-- START OF Material --

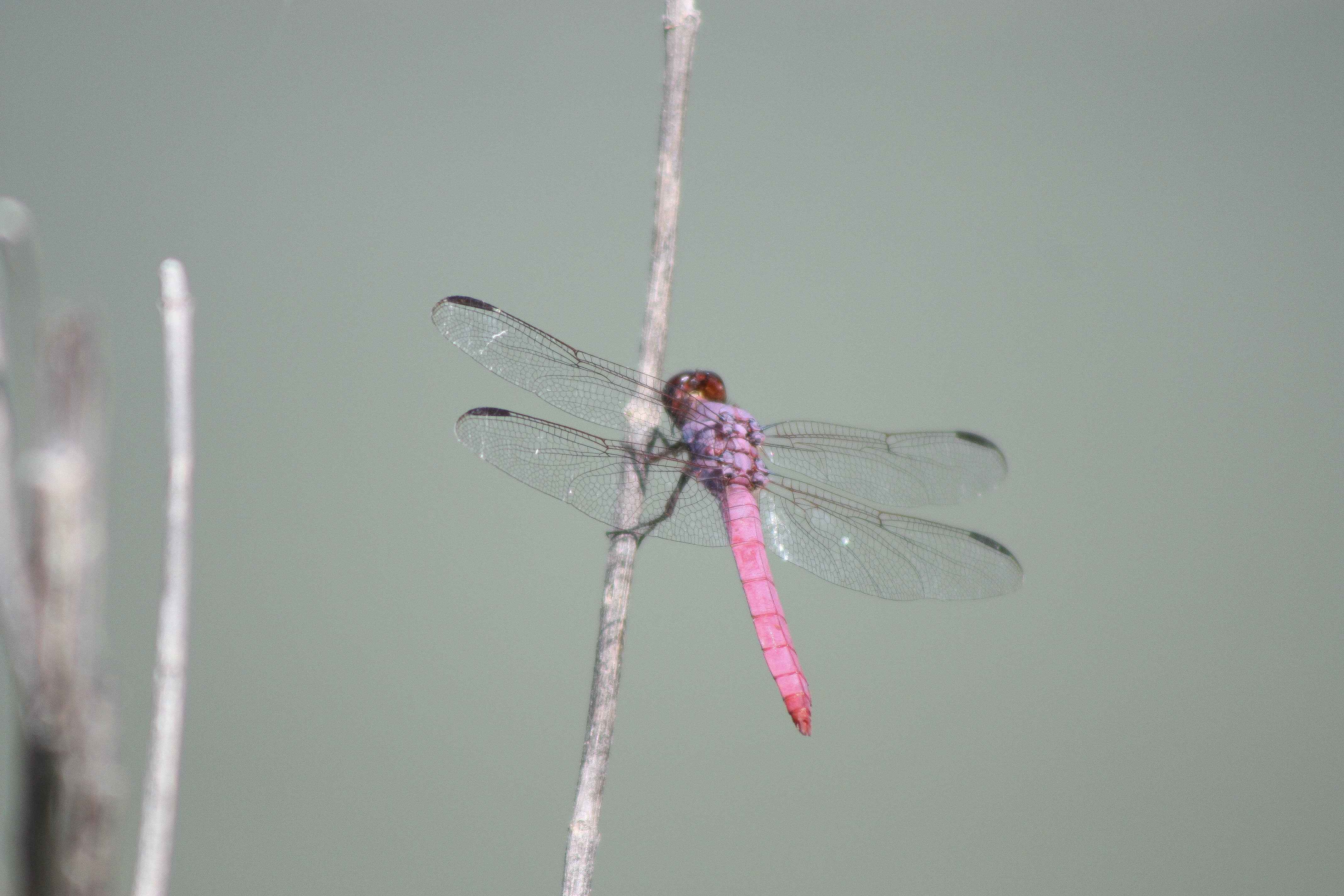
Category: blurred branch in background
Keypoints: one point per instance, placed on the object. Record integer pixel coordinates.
(72, 746)
(52, 600)
(680, 23)
(160, 800)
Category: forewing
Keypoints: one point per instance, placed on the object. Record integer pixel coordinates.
(900, 469)
(576, 382)
(585, 472)
(888, 555)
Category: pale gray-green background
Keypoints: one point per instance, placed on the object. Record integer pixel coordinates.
(1108, 238)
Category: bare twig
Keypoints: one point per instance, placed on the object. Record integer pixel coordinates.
(72, 739)
(680, 25)
(160, 798)
(17, 605)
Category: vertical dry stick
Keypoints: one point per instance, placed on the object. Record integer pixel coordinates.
(68, 558)
(160, 800)
(680, 25)
(17, 606)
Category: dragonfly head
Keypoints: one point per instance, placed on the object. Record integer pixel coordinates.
(679, 393)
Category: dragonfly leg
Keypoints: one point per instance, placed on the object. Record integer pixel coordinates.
(651, 456)
(643, 531)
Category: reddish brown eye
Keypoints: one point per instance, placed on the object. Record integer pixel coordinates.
(679, 393)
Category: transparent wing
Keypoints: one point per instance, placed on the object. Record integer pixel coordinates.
(576, 382)
(901, 469)
(882, 554)
(585, 472)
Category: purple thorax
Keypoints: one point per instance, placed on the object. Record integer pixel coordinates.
(724, 446)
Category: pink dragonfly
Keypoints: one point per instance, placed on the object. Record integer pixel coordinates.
(705, 479)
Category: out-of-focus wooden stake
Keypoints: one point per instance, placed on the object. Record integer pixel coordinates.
(72, 776)
(160, 800)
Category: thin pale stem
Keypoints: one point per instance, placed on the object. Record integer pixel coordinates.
(160, 798)
(680, 25)
(17, 604)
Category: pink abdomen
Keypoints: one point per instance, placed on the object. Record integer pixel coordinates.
(742, 516)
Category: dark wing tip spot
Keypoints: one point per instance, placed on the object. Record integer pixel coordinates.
(977, 440)
(468, 301)
(990, 543)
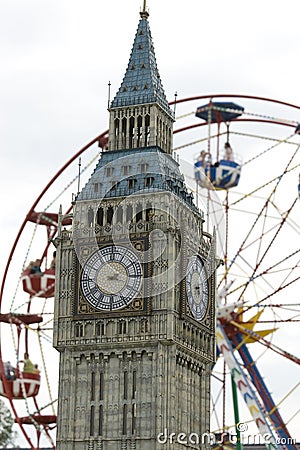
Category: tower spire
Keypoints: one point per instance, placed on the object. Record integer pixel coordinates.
(144, 13)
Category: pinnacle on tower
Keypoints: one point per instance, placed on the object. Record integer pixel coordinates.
(141, 83)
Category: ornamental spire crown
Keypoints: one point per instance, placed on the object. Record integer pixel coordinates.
(142, 83)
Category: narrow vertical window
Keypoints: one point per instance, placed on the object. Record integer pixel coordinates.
(125, 385)
(93, 386)
(101, 387)
(129, 213)
(147, 130)
(139, 130)
(90, 217)
(131, 132)
(124, 420)
(134, 384)
(92, 421)
(100, 425)
(110, 213)
(133, 423)
(124, 131)
(120, 214)
(100, 215)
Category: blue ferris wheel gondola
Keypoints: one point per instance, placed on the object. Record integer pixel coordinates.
(222, 175)
(217, 112)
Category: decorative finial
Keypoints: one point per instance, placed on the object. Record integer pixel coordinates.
(144, 13)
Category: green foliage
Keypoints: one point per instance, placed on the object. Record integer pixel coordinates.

-- END OF Material --

## [Work to complete]
Lay out the records above as a Markdown table with the columns "Row" and "Record line," one line per row, with blank lines skipped. Leave the pictures out of the answer.

## [Answer below]
| Row | Record line |
|---|---|
| 1 | Category: blurred branch in background |
| 2 | Keypoints: one point per instance, placed on the object. Record integer pixel coordinates. |
| 3 | (72, 746) |
| 4 | (52, 600) |
| 5 | (680, 23) |
| 6 | (160, 800) |
| 7 | Category: forewing |
| 8 | Keypoints: one point per instance, placed on the object. Record integer pixel coordinates. |
| 9 | (900, 469) |
| 10 | (576, 382) |
| 11 | (585, 472) |
| 12 | (888, 555) |
| 13 | Category: pale gray-green background |
| 14 | Keypoints: one point per instance, placed on the object. Record integer pixel coordinates. |
| 15 | (1108, 238) |
| 16 | Category: bare twig |
| 17 | Keypoints: one point per instance, placed on the object. Record integer pixel coordinates. |
| 18 | (72, 739) |
| 19 | (680, 25) |
| 20 | (160, 798) |
| 21 | (17, 605) |
| 22 | Category: vertical dry stick |
| 23 | Keypoints: one point per instance, placed on the object. Record integer pixel coordinates. |
| 24 | (68, 558) |
| 25 | (160, 800) |
| 26 | (680, 25) |
| 27 | (17, 606) |
| 28 | Category: dragonfly head |
| 29 | Keypoints: one point per instance, placed on the object. Record integer pixel coordinates. |
| 30 | (679, 393) |
| 31 | Category: dragonfly leg |
| 32 | Keypoints: one point per instance, placed on the object. Record integer pixel coordinates. |
| 33 | (651, 456) |
| 34 | (643, 531) |
| 35 | Category: reddish brown eye |
| 36 | Keypoints: one point per instance, placed on the object. Record integer pixel coordinates. |
| 37 | (679, 393) |
| 38 | Category: transparent wing |
| 39 | Keypoints: one point per instance, placed on the object. Record integer pixel coordinates. |
| 40 | (576, 382) |
| 41 | (901, 469) |
| 42 | (882, 554) |
| 43 | (585, 472) |
| 44 | Category: purple thorax |
| 45 | Keypoints: one point per instance, placed on the object. Record integer pixel coordinates. |
| 46 | (724, 446) |
| 47 | Category: pink dragonfly |
| 48 | Keypoints: one point per instance, placed on the object. Record integer pixel coordinates. |
| 49 | (705, 479) |
| 50 | Category: out-of-focus wooden stake |
| 51 | Keypoints: one point per instance, placed on the object. Record integer pixel coordinates. |
| 52 | (72, 776) |
| 53 | (160, 800) |
| 54 | Category: thin pale stem |
| 55 | Keypoints: one point per instance, placed on the object. Record integer pixel coordinates. |
| 56 | (160, 798) |
| 57 | (680, 25) |
| 58 | (17, 604) |
| 59 | Category: pink abdomen |
| 60 | Keypoints: one point per instance, placed on the object. Record integer pixel coordinates. |
| 61 | (742, 516) |
| 62 | Category: dark wing tip spot |
| 63 | Keypoints: one point per instance, placed on the object. Record integer pixel coordinates. |
| 64 | (977, 440) |
| 65 | (468, 301) |
| 66 | (990, 543) |
| 67 | Category: tower spire |
| 68 | Keypoints: one point per instance, placed on the object. Record integer pixel coordinates. |
| 69 | (144, 13) |
| 70 | Category: pinnacle on tower |
| 71 | Keypoints: one point per instance, placed on the object. Record integer pixel coordinates. |
| 72 | (141, 83) |
| 73 | Category: ornamental spire crown |
| 74 | Keypoints: one point per instance, placed on the object. Record integer pixel coordinates. |
| 75 | (142, 83) |
| 76 | Category: narrow vertical window |
| 77 | Keypoints: one point per instance, placed on the object. Record integer pixel coordinates. |
| 78 | (125, 385) |
| 79 | (93, 386) |
| 80 | (101, 387) |
| 81 | (129, 213) |
| 82 | (147, 130) |
| 83 | (139, 130) |
| 84 | (90, 217) |
| 85 | (131, 132) |
| 86 | (124, 420) |
| 87 | (134, 384) |
| 88 | (92, 421) |
| 89 | (100, 425) |
| 90 | (110, 213) |
| 91 | (133, 423) |
| 92 | (124, 131) |
| 93 | (120, 214) |
| 94 | (100, 215) |
| 95 | Category: blue ferris wheel gondola |
| 96 | Keypoints: one point per instance, placed on the object. Record integer pixel coordinates. |
| 97 | (222, 175) |
| 98 | (217, 112) |
| 99 | Category: decorative finial |
| 100 | Keypoints: one point per instance, placed on the object. Record integer pixel coordinates. |
| 101 | (144, 13) |
| 102 | Category: green foliage |
| 103 | Keypoints: one point per instance, placed on the object. Record integer pixel coordinates. |